--- YOUR ASSIGNMENT ---
Please reproduce, exactly and in full, the lines from the one containing "locate overcast sky -- one point per instance" to the end of the material below.

--- SOURCE MATERIAL ---
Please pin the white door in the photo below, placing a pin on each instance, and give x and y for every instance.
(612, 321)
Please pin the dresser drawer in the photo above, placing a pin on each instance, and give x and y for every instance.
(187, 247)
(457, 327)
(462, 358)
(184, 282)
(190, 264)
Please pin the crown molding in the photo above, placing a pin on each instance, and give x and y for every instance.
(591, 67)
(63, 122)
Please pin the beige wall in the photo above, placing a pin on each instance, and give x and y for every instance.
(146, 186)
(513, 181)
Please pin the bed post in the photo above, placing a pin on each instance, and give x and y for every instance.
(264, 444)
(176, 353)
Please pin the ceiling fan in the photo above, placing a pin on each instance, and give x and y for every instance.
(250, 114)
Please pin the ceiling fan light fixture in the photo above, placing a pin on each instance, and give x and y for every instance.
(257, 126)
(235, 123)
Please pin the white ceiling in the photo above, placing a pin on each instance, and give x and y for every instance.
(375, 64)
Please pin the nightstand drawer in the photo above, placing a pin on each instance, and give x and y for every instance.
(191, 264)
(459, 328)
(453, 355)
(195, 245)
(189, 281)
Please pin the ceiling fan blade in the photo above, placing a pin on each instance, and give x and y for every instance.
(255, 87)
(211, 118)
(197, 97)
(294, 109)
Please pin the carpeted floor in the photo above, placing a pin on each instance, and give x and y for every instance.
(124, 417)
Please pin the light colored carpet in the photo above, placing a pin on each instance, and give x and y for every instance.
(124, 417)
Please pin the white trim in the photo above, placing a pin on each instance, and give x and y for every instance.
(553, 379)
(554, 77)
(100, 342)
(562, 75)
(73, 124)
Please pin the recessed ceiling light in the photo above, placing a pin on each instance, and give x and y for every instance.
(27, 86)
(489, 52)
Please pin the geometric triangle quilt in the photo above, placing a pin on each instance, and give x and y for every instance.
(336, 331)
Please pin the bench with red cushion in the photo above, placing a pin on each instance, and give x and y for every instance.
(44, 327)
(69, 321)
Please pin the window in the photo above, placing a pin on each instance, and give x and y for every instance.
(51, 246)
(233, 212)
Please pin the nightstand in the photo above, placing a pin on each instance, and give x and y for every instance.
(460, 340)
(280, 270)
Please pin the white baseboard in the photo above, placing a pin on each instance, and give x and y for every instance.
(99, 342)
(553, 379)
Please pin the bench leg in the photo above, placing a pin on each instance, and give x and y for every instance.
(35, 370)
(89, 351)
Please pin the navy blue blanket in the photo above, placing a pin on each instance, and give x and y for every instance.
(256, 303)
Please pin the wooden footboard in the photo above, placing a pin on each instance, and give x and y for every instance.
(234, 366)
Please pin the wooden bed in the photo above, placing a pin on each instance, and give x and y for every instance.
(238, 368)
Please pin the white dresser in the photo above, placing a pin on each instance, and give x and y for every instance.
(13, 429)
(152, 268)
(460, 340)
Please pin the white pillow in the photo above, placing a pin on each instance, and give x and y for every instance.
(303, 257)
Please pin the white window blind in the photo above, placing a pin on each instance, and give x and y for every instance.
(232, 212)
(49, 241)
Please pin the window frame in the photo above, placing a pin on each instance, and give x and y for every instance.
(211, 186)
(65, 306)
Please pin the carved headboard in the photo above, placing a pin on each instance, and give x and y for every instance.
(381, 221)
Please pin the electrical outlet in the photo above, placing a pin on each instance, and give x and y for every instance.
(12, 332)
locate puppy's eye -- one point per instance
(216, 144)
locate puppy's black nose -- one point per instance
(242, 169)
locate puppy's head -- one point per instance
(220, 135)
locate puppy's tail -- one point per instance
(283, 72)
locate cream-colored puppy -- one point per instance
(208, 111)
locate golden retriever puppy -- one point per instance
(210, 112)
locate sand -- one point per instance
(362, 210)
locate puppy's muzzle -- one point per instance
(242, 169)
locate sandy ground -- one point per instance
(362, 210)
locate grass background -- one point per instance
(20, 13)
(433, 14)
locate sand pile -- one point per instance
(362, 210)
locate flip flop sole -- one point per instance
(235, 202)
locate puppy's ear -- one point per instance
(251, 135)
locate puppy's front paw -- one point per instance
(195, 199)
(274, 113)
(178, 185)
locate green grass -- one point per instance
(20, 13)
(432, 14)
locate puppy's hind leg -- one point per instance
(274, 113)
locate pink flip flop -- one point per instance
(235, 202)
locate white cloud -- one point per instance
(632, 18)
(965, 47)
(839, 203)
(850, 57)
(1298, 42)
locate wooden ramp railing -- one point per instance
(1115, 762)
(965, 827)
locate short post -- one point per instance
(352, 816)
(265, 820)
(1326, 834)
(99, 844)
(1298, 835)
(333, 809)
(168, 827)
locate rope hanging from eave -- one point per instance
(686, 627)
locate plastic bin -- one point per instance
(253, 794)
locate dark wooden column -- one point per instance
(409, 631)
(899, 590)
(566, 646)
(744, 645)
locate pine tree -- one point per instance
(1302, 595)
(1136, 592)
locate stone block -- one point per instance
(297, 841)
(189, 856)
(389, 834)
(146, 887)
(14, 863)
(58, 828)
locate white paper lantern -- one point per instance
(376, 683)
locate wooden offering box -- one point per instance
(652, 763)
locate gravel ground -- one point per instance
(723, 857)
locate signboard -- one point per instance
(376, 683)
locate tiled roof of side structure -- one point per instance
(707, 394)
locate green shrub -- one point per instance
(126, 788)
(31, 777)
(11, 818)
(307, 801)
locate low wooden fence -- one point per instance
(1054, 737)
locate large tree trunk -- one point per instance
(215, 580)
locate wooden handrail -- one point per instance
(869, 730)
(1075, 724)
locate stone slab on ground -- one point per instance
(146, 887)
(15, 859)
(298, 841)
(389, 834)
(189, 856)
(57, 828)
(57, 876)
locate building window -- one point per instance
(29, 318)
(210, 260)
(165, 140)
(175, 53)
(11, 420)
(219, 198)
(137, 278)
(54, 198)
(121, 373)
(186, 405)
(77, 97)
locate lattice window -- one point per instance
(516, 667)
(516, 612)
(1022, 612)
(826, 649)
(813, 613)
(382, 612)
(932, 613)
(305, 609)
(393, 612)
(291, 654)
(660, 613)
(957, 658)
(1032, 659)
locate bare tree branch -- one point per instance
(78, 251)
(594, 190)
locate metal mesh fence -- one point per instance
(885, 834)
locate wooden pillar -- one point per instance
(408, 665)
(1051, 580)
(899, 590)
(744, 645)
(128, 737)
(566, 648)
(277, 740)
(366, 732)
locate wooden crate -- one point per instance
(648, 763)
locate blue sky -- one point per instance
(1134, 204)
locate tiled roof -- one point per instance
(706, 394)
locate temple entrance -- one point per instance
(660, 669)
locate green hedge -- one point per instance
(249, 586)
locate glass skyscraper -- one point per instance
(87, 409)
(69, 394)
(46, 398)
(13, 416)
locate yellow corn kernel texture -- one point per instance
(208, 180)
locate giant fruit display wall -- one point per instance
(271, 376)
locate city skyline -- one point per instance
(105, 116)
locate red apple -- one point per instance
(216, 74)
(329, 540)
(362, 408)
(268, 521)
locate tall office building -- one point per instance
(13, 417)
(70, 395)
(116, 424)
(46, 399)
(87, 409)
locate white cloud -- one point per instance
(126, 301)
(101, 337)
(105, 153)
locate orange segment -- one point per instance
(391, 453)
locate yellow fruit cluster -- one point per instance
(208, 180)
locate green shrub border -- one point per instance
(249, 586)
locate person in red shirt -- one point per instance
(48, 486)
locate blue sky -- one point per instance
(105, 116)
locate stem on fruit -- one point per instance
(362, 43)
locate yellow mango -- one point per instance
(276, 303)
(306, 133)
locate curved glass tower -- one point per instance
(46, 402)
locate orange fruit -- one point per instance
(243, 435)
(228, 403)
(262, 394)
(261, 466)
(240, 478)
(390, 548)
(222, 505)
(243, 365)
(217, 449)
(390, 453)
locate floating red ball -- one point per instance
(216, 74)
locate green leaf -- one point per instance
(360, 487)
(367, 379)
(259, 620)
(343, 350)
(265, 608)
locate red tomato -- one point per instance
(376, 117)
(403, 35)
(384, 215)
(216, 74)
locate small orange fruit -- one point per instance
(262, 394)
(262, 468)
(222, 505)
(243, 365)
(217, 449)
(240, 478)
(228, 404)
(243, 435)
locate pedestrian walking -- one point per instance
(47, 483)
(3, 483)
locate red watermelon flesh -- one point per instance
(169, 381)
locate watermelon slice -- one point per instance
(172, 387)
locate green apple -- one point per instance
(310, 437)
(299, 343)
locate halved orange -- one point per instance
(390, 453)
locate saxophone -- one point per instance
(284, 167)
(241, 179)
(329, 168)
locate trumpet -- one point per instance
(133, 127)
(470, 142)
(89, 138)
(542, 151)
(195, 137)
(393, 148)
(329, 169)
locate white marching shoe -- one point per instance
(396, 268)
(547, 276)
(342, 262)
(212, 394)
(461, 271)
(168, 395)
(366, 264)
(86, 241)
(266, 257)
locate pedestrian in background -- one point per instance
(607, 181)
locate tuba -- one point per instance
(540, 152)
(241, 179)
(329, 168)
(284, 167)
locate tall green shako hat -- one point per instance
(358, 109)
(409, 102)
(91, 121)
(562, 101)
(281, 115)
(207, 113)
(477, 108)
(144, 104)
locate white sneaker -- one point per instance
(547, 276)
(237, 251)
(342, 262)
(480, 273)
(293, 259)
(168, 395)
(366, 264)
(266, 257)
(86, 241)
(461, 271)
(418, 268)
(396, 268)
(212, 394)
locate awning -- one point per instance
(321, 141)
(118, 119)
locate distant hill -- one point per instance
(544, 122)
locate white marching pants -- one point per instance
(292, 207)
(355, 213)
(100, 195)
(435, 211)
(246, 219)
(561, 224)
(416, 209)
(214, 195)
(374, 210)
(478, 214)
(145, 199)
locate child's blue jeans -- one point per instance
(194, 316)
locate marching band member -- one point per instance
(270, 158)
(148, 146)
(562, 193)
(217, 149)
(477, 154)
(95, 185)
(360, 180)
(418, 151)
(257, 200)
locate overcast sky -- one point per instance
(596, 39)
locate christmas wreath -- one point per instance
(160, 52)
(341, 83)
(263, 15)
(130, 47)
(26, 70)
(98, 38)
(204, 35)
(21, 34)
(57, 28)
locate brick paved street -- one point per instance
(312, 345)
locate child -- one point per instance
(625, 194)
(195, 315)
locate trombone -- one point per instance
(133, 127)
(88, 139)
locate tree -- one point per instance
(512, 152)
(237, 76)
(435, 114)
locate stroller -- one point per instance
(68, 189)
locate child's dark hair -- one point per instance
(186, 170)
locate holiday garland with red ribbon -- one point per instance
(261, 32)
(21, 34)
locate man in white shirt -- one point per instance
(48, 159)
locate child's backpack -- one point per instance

--- RESULT OF THIS TASK ---
locate overcast sky -- one point per instance
(596, 39)
locate christmas wreath -- one point per instance
(160, 52)
(341, 83)
(263, 15)
(130, 47)
(26, 70)
(98, 38)
(204, 35)
(21, 34)
(57, 28)
locate brick paved street -- one point per instance
(312, 345)
locate child -- one point per instance
(625, 194)
(195, 315)
locate trombone -- one point per instance
(133, 127)
(88, 139)
locate tree -- one point per instance
(512, 152)
(237, 76)
(435, 114)
locate stroller -- one point per instance
(68, 189)
locate child's dark hair -- one point per instance
(186, 170)
locate holiday garland with red ribbon -- one point per instance
(261, 32)
(21, 34)
locate man in white shirt -- one point per instance
(48, 159)
locate child's backpack -- one point per instance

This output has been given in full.